§ Texto fornecido
Apocalipse nos Trópicos – Análise
Petra Costa, Malafaia e o Sermão da Democracia em Fogo. Entre pastores com jatinhos privados e políticos com sermões na ponta da língua, Petra Costa mostra no documentário “Apocalipse nos Trópicos” como a fé virou arma de guerra na política brasileira. Disponível na Netflix.
Há quem veja documentários para relaxar, como quem liga a Netflix para ver cozinheiros zen a assar pão com fermento natural. “Apocalipse nos Trópicos”, de Petra Costa, não é esse tipo de documentário. É como levar uma chapada política e religiosa logo ao pequeno-almoço e sem direito a pão nem laranjas.
A realizadora brasileira, conhecida pelo poderoso “Democracia em Vertigem”, regressa agora com um filme que parece o lado B do Brasil moderno: uma espécie de reality show teocrático onde pastores evangélicos se tornam reis, rainhas e ministros sem precisarem de coroa, bastando-lhes uma Bíblia na mão e um avião particular na garagem.

§ Dados fornecidos
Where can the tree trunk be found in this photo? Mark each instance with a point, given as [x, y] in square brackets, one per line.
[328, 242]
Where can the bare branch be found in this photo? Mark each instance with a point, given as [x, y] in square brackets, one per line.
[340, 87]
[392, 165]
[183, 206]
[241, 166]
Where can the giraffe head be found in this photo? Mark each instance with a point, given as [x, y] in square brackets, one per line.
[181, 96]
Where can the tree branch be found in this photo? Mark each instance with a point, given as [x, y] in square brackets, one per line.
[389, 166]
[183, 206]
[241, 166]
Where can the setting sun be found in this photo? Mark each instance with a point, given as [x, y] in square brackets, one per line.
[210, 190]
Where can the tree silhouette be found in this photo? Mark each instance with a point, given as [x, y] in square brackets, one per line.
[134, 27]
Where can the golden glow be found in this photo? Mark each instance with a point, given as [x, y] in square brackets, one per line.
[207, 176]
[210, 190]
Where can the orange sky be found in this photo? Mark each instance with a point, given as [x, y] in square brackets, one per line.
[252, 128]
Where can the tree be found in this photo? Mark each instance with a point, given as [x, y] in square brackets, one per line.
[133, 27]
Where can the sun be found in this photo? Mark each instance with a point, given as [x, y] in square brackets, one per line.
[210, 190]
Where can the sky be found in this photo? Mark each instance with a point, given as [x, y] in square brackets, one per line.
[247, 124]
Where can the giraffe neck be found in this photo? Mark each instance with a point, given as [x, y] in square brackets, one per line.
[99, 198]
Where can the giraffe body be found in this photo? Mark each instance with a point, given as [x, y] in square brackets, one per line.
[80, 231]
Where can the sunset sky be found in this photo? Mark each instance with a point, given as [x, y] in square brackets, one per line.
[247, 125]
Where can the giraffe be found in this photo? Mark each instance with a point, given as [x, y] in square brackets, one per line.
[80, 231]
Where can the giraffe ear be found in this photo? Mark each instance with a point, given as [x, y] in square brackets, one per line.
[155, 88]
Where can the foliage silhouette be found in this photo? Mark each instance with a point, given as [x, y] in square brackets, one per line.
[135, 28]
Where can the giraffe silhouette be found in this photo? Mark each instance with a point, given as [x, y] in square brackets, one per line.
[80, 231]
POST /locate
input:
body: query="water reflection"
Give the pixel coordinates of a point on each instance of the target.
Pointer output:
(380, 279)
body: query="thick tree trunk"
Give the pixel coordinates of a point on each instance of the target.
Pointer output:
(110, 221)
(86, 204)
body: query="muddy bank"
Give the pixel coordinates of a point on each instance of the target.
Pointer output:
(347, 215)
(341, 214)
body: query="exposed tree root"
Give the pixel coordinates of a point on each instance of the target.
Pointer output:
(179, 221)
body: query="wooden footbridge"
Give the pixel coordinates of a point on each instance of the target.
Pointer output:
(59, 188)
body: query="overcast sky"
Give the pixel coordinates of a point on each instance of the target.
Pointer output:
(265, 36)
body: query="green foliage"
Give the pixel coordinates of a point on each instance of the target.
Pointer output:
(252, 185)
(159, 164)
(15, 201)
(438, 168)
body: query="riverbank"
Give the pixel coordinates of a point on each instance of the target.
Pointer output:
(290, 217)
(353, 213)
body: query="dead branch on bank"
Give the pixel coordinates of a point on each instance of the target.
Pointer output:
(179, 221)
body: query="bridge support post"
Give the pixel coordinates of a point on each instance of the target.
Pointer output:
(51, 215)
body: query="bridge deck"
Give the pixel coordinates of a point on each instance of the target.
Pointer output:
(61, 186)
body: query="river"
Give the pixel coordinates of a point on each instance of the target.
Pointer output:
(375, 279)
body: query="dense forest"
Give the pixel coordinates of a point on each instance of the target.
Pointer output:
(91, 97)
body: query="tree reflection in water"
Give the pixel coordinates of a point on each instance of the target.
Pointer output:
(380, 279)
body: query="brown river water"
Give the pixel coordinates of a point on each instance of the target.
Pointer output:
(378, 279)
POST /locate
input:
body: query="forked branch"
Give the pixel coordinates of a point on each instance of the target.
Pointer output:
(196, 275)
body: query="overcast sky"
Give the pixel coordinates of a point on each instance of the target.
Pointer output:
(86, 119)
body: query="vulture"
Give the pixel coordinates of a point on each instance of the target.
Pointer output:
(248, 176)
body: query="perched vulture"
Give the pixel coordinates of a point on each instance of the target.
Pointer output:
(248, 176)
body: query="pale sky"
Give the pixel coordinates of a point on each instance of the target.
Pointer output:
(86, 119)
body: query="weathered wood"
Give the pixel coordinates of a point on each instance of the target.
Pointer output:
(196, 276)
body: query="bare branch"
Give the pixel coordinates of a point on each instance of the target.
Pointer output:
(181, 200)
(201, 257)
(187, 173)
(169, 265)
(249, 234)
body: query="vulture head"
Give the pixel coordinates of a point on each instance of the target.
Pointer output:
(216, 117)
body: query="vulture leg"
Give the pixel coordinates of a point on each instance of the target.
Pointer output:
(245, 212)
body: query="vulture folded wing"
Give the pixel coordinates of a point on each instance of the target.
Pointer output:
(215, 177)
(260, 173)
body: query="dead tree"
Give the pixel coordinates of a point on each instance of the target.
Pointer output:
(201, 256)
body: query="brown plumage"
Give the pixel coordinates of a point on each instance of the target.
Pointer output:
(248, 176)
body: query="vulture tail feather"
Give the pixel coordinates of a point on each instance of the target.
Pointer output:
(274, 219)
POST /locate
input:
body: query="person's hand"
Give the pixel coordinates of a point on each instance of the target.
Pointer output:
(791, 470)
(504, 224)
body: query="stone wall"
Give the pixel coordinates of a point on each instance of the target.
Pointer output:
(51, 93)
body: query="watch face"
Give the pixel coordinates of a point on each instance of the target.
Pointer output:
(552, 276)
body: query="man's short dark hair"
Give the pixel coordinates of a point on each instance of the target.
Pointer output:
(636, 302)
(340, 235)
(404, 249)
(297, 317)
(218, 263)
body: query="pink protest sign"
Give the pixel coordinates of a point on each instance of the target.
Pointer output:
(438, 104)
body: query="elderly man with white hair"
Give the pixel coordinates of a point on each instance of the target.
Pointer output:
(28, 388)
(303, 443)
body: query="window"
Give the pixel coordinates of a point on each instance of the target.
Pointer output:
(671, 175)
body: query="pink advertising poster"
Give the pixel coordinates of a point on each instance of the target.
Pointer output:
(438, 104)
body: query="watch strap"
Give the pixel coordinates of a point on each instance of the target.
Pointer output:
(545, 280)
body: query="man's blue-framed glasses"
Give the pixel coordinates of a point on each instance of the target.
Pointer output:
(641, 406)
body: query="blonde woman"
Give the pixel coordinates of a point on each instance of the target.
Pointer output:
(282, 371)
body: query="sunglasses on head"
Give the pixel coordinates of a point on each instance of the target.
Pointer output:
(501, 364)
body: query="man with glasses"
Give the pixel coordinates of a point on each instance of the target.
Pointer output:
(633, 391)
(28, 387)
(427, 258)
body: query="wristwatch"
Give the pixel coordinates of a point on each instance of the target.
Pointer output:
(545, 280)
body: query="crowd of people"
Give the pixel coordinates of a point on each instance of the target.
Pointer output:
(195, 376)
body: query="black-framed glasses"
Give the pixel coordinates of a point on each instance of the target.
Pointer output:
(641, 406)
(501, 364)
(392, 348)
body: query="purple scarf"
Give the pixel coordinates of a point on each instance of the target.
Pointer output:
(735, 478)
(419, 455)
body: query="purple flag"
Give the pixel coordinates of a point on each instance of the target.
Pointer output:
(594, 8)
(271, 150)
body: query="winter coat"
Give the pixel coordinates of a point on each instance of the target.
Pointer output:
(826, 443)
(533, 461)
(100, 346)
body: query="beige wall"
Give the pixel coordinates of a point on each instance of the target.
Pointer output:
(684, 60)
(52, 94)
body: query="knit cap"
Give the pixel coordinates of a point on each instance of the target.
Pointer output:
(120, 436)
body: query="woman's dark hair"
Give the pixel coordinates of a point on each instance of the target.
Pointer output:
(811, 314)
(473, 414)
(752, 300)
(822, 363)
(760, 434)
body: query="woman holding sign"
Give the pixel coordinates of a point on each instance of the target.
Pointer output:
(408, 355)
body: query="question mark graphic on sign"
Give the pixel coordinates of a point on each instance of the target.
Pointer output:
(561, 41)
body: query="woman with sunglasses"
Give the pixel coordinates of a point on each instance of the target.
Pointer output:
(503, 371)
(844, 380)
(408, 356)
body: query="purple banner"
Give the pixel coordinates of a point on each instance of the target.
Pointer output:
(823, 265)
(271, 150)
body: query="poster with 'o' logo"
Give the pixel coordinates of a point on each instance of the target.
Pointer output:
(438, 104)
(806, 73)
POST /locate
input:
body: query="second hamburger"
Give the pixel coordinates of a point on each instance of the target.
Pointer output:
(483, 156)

§ Perguntas sobre o material
1: Por favor, cite da análise do documentário o trecho que começa em "Apocalipse nos Trópicos –" e termina em "Disponível na Netflix.".
2: Segundo a análise do documentário, por que filme anterior a realizadora é conhecida?
3: Traduza para inglês esta frase da análise do documentário: «“Apocalipse nos Trópicos”, de Petra Costa, não é esse tipo de documentário.»

§ Respostas escritas
1:
Apocalipse nos Trópicos – Análise
Petra Costa, Malafaia e o Sermão da Democracia em Fogo. Entre pastores com jatinhos privados e políticos com sermões na ponta da língua, Petra Costa mostra no documentário “Apocalipse nos Trópicos” como a fé virou arma de guerra na política brasileira. Disponível na Netflix.

2: Por “Democracia em Vertigem”.

3: “Apocalipse nos Trópicos,” by Petra Costa, is not that kind of documentary.